Евклид, Кант и Лобачевский

Пять постулатов Евклида звучат так:

  1. От всякой точки до всякой точки можно провести прямую.
  2. Ограниченную прямую можно непрерывно продолжать по прямой.
  3. Из всякого центра всяким радиусом может быть описан круг.
  4. Все прямые углы равны между собой.
  5. Если прямая, пересекающая две прямые, образует внутренние односторонние углы, меньшие двух прямых, то, продолженные неограниченно, эти две прямые встретятся с той стороны, где углы меньше двух прямых.

В книге Тарджеманова коллеги часто ведут споры с Лобачевским, разъясняя нам попутно основные тезисы, которые касаются дискуссии о параллельных (конечно, пятая аксиома не давала покоя многим, многие пытались ее доказать, но ходили по кругу, лишь добавляя для ее доказательства другие неочевидные аксиомы). И в контексте очевидности начал Евклида в книге часто упоминается Кант. Трансляцией его идей в голову русского математика занимается Бартельс, тот самый старший товарищ и школьный учитель Гаусса, уехавший на заработки в далекий и только что открытый Казанский университет. Бартельс открывает Лобачевскому секрет - он тоже бился над пятым постулатом, но постулат победил. И советует, совсем как отец Бойяи сыну, бросить и смириться, чтобы не потратить жизнь в бесплодной борьбе с самим устройством человеческого разума. Кант считал, что геометрия это модель для понимания того, как наш разум структурирует внешний мир, что наши представления о пространстве и времени являются врожденными (априорными), а не полученными из опыта: "Пространство не есть что-то объективное и реальное, оно не субстанция, не акциденция, не отношение, оно субъективно и идеально: оно проистекает из природы ума по постоянному закону, словно схема для координации вообще всего воспринимаемого извне" (Пролегомены ко всякой будущей метафизике, И. Кант, 1783).

Однако, Лобачевскому недостает интуитивности в пятом начале Евклида о параллельных, он считает, что оно требует доказательства опытным или математическим путем, он не считает это знание априорным. Или... Эта мысль приходит ему в голову не сразу, но, возможно аксиома эта и вовсе неверна, просто в масштабах, отличающихся от тех, с которыми имели дело с древности землемеры. Уже в статусе преподавателя и временного директора обсерватории университета на время отсутствия Симонова (в составе экспедиции Ф. Ф. Беллинсгаузена и М. П. Лазарева открывшего Антарктиду и гастролировавшего после этого по Европе) он организует измерения космического треугольника с вершинами в противоположных точках орбиты Земли и яркой звездой, Сириусом или Ригелем. Но его измерения лишь подтвердят Евклидовы постулаты. Здесь стоит отметить, что книга все-таки скорее художественная, чем научно-популярная, а также написанная для пытливого юношества. Поэтому многие моменты показаны более наглядно, чем это могло быть в реальности. Проводил ли Лобачевский сам измерения или воспользовался уже имеющимися данными о параллаксах звезд, я пока не знаю, не читала больше ничего о нем и его книг тоже пока не читала (но исправлюсь и отчитаюсь). Однако некоторые возможные неточности биографии не вредят сюжету. Ближе к концу книги у героя случаются практически визионерские прозрения о научных идеях будущего - он размышляет о том, что Евклидова геометрия может нарушаться в масштабах вселенной или атома (про который 200 лет назад еще только едва узнали, что он в принципе существует). Конечно, это с читателем говорит Тарджеманов, преподаватель химико-технологического университета. Но я даже немного завидую сыну, который сможет прочитать эту книгу в том возрасте, на который рассчитывал автор, потому что это определенно одна из тех книг, которая могла бы стать у меня в школе настольной.

§ §

Задания.
A: Кем, согласно тексту о Лобачевском, приходился Бартельс Гауссу?
B: Напишите продолжение текста о Лобачевском, начиная после его последнего предложения.

§ §

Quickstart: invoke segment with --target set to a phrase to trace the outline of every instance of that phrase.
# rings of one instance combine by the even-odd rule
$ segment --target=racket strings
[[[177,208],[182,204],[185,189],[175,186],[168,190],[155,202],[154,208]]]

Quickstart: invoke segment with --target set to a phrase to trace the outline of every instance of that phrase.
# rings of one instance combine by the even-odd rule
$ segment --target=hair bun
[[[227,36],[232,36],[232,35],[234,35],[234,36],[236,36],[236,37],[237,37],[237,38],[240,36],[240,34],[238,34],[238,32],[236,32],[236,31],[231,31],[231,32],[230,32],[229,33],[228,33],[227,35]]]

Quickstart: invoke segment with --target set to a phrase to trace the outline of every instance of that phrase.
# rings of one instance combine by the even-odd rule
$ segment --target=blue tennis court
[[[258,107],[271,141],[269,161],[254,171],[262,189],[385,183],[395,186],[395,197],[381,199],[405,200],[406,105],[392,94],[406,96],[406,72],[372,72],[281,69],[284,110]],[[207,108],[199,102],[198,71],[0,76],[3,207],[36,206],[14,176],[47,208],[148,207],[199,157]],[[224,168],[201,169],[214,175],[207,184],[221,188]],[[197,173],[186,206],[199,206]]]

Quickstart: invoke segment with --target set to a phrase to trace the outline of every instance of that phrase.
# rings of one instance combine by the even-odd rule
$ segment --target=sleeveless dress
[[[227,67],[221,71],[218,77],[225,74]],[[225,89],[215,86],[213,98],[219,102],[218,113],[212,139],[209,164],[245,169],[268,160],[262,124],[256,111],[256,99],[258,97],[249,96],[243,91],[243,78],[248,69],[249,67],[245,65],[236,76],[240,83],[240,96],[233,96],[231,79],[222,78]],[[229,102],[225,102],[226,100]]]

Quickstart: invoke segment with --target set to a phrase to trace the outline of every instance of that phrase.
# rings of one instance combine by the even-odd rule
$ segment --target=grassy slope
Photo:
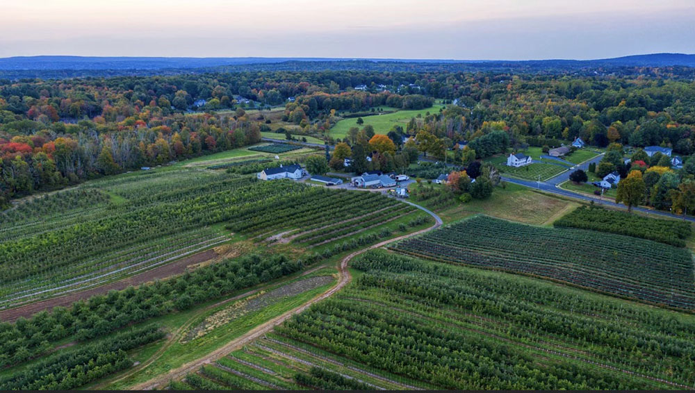
[[[428,187],[430,185],[423,186]],[[441,188],[443,185],[432,185]],[[417,187],[413,185],[411,187]],[[432,208],[429,201],[411,202],[425,208]],[[454,206],[443,209],[434,209],[445,224],[479,213],[537,225],[550,225],[554,217],[569,208],[578,206],[577,202],[555,198],[536,192],[527,187],[507,183],[505,188],[496,187],[489,199],[473,199],[468,203],[457,201]]]
[[[418,115],[424,117],[427,112],[436,113],[439,112],[440,108],[442,108],[441,105],[434,105],[432,108],[417,110],[399,110],[386,115],[365,116],[362,117],[364,124],[361,126],[357,124],[357,118],[356,117],[343,119],[331,128],[330,135],[334,138],[343,139],[348,135],[348,131],[351,127],[357,127],[361,129],[367,124],[371,124],[376,133],[386,134],[394,124],[400,124],[404,128],[412,117],[416,117]]]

§ §

Ответы к заданиям.
A: Бартельс был старшим товарищем и школьным учителем Гаусса.

B:
Незаметная революция

Но, конечно, нельзя все визионерские способности героя приписывать исключительно автору книги о нем. Лобачевский обладал ими в полной мере, не менее, чем Коперник, Дарвин, Эйнштейн, потому что он умел сомневаться и не побоялся написать книгу под названием Воображаемая геометрия. Да, для того, чтобы перевернуть представления о чем-то очень привычном, нужно быть не только астрономом, биологом, физиком или математиком, но и немного философом. А в философии тогда царили идеи Канта, постулировавшего, что пространство это конструкт нашего мозга. В уже цитировавшихся выше Пролегоменах, дискутируя с точкой зрения о независимой реальности пространства и против воли провидствуя, он пишет: "если все свойства пространства только путем опыта заимствовать из внешних отношений, то аксиомам геометрии присуща лишь та сравнительная всеобщность, которая приобретается через индукцию, т. е. она простирается только на область наблюдения; у нее нет тогда необходимости, кроме той, которая существует по установленным законам природы, нет точности, кроме той, которая придумана произвольно; и можно надеяться, что, как это бывает в эмпирических [науках], когда-то будет открыто пространство, обладающее другими изначальными свойствами, и, быть может, даже прямолинейная [фигура] из двух линий". Не зря все-таки у Канта был такой лоб. Даже формулируя противоположную своей точку зрения, он умудрился предсказать больше, чем его оппоненты. Ну, пока Лобачевский (Гаусс, Бойяи) не взяли слово.

Многие преподаватели в университете трактовали априорное знание как богоданное. Лобачевский таким образом пытался взломать чистое созерцание рассудочной деятельностью. А сомнения в постулатах Евклида Лобачевского воспринимали как богохульство, что доставило ему некоторые сложности. Когда у Университета сменился попечитель и в государстве в целом усилился курс на традиции, чтобы поддержать самодержавие, Лобачевский попал в комиссию по уничтожению всякой вольтерьянской литературы. Но комиссия не уничтожала, а прятала. Конечно, Лобачевский не мог сжигать книги - своих самых интересных собеседников. Он упорно пытался донести свое видение до коллег, но в целом безрезультатно. Решив обратиться к иноязычным коллегам, он опубликовал в Германии на французском языке работу «Géométrie imaginaire» (1837, «Воображаемая геометрия») и на немецком языке «Geometrische Untersuchungen zur Theorie der Parallellinien» (1840, «Геометрические исследования по теории параллельных линий»). Прочитав последнюю, Гаусс написал Лобачевскому, что такие идеи для него не новы, он работал над ними в молодости в несколько ином направлении, но не довел до публикации (что в принципе похоже на Гаусса), потому что предвидел скептический отклик на них в научном сообществе. Поэтому публично Гаусс не выступил в защиту этих идей, но по его представлению Лобачевского назначили членкором Ученого общества Геттингена.

Да, вероятно, Евклидова геометрия это те очки, через которые мы смотрим на мир. Однако, некоторые люди, пристально вглядываясь в этот инструмент, могут увидеть больше, догадаться о чем-то, что скрыто от нашего непосредственного восприятия.